- **Exercise instructions**: Report every line of the data below that contains the string "shorts", copying each line in full.

Dataset records
______

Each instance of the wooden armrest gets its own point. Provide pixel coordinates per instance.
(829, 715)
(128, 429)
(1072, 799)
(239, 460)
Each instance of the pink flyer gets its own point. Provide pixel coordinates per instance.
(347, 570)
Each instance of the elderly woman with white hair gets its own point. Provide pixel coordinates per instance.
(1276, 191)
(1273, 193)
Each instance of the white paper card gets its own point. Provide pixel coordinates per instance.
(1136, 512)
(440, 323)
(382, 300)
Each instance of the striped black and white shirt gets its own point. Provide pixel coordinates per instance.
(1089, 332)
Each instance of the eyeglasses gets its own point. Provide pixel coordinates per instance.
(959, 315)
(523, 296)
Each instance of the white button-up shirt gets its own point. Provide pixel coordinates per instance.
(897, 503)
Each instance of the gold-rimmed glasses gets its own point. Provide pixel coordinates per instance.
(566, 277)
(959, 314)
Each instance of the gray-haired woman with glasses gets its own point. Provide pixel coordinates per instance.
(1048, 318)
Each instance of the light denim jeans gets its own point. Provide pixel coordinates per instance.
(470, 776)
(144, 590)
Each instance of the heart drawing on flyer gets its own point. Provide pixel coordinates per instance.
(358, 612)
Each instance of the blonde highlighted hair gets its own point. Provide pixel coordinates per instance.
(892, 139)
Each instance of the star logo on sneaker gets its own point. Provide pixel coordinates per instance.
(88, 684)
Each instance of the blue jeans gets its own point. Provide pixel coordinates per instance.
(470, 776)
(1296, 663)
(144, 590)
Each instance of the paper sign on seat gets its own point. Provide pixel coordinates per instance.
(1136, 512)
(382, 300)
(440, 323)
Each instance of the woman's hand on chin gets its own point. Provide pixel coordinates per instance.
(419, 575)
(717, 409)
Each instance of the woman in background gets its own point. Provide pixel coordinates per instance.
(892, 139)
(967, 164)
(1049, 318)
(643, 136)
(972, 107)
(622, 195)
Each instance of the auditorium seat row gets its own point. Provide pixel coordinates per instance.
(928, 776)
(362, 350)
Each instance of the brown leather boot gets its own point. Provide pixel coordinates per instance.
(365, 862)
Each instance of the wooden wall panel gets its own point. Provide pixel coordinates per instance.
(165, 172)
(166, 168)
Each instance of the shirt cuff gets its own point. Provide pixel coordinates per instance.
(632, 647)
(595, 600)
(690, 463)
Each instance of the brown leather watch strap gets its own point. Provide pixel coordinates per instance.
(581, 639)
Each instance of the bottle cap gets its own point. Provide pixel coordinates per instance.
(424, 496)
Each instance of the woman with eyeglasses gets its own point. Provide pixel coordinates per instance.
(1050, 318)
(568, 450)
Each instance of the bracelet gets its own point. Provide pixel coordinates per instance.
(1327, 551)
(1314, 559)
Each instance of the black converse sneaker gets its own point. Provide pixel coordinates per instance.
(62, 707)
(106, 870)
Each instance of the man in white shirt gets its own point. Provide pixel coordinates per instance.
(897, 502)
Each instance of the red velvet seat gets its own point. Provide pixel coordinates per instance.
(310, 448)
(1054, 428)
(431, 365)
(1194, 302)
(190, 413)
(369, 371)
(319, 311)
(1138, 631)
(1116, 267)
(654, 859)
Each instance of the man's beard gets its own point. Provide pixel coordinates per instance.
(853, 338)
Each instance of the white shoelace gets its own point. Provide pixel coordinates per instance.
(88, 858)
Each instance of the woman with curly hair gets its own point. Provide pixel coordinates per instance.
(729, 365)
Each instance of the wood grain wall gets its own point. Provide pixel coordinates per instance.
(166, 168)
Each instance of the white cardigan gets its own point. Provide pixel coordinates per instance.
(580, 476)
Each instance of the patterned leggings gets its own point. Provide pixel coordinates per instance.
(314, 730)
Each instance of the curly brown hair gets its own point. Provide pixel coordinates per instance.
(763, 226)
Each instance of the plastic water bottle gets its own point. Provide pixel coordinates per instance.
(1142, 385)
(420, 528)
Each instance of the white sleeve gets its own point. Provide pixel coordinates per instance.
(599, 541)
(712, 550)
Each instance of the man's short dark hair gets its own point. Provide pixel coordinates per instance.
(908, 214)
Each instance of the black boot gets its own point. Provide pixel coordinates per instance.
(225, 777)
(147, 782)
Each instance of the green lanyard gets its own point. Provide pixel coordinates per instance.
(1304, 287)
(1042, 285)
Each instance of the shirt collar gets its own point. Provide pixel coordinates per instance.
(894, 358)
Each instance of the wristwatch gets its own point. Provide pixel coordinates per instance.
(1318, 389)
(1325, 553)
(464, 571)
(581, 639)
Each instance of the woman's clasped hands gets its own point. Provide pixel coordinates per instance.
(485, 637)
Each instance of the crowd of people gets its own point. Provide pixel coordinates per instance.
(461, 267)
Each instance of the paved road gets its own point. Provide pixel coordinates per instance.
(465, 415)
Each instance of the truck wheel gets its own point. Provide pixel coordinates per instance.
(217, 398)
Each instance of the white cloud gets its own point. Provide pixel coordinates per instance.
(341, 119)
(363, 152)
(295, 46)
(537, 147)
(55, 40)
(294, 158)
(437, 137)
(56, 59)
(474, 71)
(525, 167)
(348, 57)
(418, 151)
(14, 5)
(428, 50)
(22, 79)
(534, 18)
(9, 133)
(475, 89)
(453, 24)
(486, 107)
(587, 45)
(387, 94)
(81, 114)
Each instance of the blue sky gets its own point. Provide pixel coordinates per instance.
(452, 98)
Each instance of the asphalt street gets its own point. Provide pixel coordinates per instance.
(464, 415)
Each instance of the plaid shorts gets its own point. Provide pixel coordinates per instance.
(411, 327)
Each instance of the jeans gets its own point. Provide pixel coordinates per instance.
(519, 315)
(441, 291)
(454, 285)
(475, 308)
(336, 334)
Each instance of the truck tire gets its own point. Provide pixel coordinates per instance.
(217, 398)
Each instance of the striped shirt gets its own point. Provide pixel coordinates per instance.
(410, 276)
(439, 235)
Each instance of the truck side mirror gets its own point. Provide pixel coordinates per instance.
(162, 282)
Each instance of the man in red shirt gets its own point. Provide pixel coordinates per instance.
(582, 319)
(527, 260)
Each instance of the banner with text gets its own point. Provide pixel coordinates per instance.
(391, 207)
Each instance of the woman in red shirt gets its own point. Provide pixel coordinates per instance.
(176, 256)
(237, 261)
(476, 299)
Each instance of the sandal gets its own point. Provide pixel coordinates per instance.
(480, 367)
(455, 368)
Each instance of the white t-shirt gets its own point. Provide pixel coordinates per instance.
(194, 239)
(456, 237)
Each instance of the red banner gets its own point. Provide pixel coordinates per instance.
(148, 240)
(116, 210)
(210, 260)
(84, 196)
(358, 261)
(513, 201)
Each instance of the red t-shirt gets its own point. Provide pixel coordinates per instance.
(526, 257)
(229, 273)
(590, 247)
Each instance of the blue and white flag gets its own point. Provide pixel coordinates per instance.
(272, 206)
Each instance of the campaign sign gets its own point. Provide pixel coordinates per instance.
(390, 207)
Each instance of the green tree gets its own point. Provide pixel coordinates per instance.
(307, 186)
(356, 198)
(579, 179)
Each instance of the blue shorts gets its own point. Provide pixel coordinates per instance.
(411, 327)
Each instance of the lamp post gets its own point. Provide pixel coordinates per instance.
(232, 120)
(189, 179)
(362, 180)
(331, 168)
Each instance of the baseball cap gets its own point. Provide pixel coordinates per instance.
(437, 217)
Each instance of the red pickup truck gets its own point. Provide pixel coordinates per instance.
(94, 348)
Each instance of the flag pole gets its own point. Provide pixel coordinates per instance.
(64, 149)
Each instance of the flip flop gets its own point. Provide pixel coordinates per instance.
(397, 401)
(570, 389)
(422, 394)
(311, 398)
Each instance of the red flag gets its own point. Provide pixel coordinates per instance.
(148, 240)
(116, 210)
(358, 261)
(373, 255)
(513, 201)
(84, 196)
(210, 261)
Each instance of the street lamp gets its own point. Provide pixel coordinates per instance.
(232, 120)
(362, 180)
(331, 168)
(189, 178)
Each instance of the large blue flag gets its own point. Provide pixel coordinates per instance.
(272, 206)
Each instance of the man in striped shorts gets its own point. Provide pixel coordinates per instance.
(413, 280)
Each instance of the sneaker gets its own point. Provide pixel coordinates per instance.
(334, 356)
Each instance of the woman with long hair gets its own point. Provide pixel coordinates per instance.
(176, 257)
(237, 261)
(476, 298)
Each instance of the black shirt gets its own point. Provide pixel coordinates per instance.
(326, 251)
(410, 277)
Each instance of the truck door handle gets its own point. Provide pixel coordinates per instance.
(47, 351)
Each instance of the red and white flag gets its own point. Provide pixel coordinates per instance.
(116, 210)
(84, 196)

______

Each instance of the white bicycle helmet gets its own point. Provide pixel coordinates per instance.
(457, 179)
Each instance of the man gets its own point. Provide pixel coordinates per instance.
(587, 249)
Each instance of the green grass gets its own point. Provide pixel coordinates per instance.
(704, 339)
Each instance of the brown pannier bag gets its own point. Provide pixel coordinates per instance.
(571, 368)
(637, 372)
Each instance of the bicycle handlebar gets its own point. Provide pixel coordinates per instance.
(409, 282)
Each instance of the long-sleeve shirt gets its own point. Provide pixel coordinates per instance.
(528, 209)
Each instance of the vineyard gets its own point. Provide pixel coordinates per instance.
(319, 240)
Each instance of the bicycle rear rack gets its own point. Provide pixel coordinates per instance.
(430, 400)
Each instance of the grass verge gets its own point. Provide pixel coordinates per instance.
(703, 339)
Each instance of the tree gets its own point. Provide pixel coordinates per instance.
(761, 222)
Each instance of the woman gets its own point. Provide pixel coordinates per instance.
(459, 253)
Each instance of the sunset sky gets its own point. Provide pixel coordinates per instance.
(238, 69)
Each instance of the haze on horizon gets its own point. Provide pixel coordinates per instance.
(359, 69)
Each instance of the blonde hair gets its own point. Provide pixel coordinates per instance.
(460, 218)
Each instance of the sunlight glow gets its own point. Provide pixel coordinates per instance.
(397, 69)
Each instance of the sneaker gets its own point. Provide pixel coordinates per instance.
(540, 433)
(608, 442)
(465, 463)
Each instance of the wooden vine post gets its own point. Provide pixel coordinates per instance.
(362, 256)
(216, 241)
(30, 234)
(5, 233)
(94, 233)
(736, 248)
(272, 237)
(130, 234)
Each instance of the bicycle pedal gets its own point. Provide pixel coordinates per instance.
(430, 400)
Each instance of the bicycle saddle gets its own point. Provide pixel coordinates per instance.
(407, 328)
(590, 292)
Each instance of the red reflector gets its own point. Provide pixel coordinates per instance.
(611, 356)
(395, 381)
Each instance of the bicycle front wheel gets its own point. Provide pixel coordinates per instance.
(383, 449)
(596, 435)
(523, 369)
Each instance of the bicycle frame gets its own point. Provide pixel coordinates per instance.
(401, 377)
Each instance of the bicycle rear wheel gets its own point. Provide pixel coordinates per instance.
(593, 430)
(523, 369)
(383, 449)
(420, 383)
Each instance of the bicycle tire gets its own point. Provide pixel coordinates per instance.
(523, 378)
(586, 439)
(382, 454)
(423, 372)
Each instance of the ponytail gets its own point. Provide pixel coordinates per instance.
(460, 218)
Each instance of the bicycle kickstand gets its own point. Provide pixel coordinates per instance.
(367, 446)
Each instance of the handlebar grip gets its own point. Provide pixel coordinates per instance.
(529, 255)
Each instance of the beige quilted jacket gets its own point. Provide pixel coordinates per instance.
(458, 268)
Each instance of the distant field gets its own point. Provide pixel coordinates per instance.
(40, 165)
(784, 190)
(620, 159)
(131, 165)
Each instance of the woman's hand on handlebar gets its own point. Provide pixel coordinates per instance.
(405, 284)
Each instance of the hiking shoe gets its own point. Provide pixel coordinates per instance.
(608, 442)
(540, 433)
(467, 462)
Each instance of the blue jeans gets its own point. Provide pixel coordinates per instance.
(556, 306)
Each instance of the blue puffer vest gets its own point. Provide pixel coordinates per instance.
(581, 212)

______

- **Written solution**:
Each instance of the plaid shorts gets its own point. Provide pixel coordinates per instance.
Each instance of the blue shorts gets its own point. Provide pixel coordinates per instance.
Each instance of the man in striped shorts gets its own point. Provide pixel coordinates per instance.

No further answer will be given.